Exercise description> Write out the entries again exactly as they are given.

Material supplied>
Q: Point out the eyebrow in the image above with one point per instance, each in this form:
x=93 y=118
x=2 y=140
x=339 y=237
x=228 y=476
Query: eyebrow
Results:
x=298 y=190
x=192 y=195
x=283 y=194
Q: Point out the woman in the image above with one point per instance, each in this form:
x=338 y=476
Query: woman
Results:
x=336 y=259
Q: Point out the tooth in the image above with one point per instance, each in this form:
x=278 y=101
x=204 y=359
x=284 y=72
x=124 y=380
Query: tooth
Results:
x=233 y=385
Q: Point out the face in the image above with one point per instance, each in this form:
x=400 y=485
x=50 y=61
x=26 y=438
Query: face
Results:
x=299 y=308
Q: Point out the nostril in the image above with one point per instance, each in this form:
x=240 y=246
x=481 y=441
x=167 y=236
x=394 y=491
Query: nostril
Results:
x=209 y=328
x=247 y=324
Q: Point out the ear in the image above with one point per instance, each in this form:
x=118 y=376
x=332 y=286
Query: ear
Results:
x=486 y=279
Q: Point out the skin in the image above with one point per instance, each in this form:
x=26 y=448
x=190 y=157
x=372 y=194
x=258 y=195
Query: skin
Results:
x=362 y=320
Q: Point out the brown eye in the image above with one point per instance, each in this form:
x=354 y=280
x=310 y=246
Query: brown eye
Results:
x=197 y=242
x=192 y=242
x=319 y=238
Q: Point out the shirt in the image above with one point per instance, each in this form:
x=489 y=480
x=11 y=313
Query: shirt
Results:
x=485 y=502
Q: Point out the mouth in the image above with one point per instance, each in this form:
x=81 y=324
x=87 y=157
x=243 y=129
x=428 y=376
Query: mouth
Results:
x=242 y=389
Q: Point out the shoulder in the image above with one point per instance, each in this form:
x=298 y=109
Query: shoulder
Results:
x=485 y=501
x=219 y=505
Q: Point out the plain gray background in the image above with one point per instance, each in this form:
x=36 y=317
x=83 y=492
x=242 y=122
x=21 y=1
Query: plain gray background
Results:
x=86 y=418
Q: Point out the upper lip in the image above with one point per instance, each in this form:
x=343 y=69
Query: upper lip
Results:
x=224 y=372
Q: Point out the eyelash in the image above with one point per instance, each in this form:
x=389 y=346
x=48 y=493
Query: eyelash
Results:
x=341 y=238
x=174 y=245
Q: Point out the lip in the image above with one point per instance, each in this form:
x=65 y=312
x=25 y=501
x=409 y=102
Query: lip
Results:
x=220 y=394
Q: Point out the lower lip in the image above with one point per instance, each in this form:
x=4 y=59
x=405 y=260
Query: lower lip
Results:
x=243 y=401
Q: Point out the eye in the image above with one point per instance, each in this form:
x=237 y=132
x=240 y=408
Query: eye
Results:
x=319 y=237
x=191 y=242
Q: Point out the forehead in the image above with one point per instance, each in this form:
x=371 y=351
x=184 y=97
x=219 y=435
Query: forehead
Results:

Exercise response>
Q: Point out the eyebrow in the image above with one point per instance, each in this form:
x=93 y=118
x=2 y=140
x=339 y=237
x=228 y=476
Query: eyebrow
Results:
x=298 y=190
x=192 y=195
x=283 y=194
Q: Point out the woman in the image above with one point per instance, each in this form:
x=338 y=476
Query: woman
Results:
x=336 y=259
Q: Point out the tooth in the image above with one point per instance, each in this form:
x=278 y=101
x=204 y=359
x=284 y=72
x=124 y=380
Query: tooth
Results:
x=233 y=385
Q: Point out the face in the image above with one point per instance, each in this form:
x=400 y=485
x=50 y=61
x=26 y=438
Query: face
Results:
x=299 y=308
Q: Point out the nostril in the image above with one point per instance, each in this form:
x=240 y=246
x=481 y=441
x=167 y=236
x=394 y=491
Query: nostril
Results:
x=209 y=328
x=247 y=324
Q: Point out the ear in the image above with one point per instance, each in this form:
x=118 y=376
x=332 y=286
Query: ear
Results:
x=486 y=279
Q: Point out the skin in the image above with one point per instance, each in this form:
x=26 y=448
x=190 y=157
x=372 y=194
x=258 y=195
Query: skin
Results:
x=362 y=320
Q: Point out the brown eye in the image above with one point per instance, each in this form:
x=354 y=280
x=310 y=246
Query: brown eye
Results:
x=197 y=242
x=192 y=242
x=319 y=238
Q: Point out the shirt in the image above with one point per instance, each in this form:
x=489 y=480
x=11 y=313
Query: shirt
Results:
x=485 y=502
Q: Point out the mouth in the image above with one point per instance, each in this form:
x=81 y=324
x=87 y=157
x=243 y=129
x=428 y=376
Query: mouth
Results:
x=242 y=389
Q: Point out the shoulder in the image above with one point per instance, each in this form:
x=298 y=109
Query: shoulder
Results:
x=485 y=501
x=219 y=505
Q: Point out the plain gray background in the image above with one point per instance, each in this form:
x=36 y=317
x=83 y=492
x=242 y=122
x=21 y=1
Query: plain gray background
Results:
x=86 y=418
Q: Point out the upper lip in the image above with one point per instance, each in this form:
x=343 y=69
Query: upper lip
Results:
x=224 y=372
Q: Point out the eyelash in the image above with one point per instance, each in this form:
x=389 y=346
x=48 y=493
Query: eyelash
Results:
x=341 y=238
x=174 y=245
Q: Point out the lip in the image above with one point per instance, each in this form:
x=65 y=312
x=25 y=501
x=409 y=102
Query: lip
Results:
x=220 y=394
Q: Point out the lower lip in the image above with one point per instance, each in this form:
x=4 y=59
x=405 y=260
Query: lower lip
Results:
x=243 y=401
Q: Point out the eye in the image above with one point per instance, each in this form:
x=237 y=132
x=240 y=408
Query: eye
Results:
x=319 y=237
x=191 y=242
Q: Point out the forehead in the image above with one point per instance, each in this form:
x=371 y=351
x=184 y=97
x=219 y=435
Query: forehead
Results:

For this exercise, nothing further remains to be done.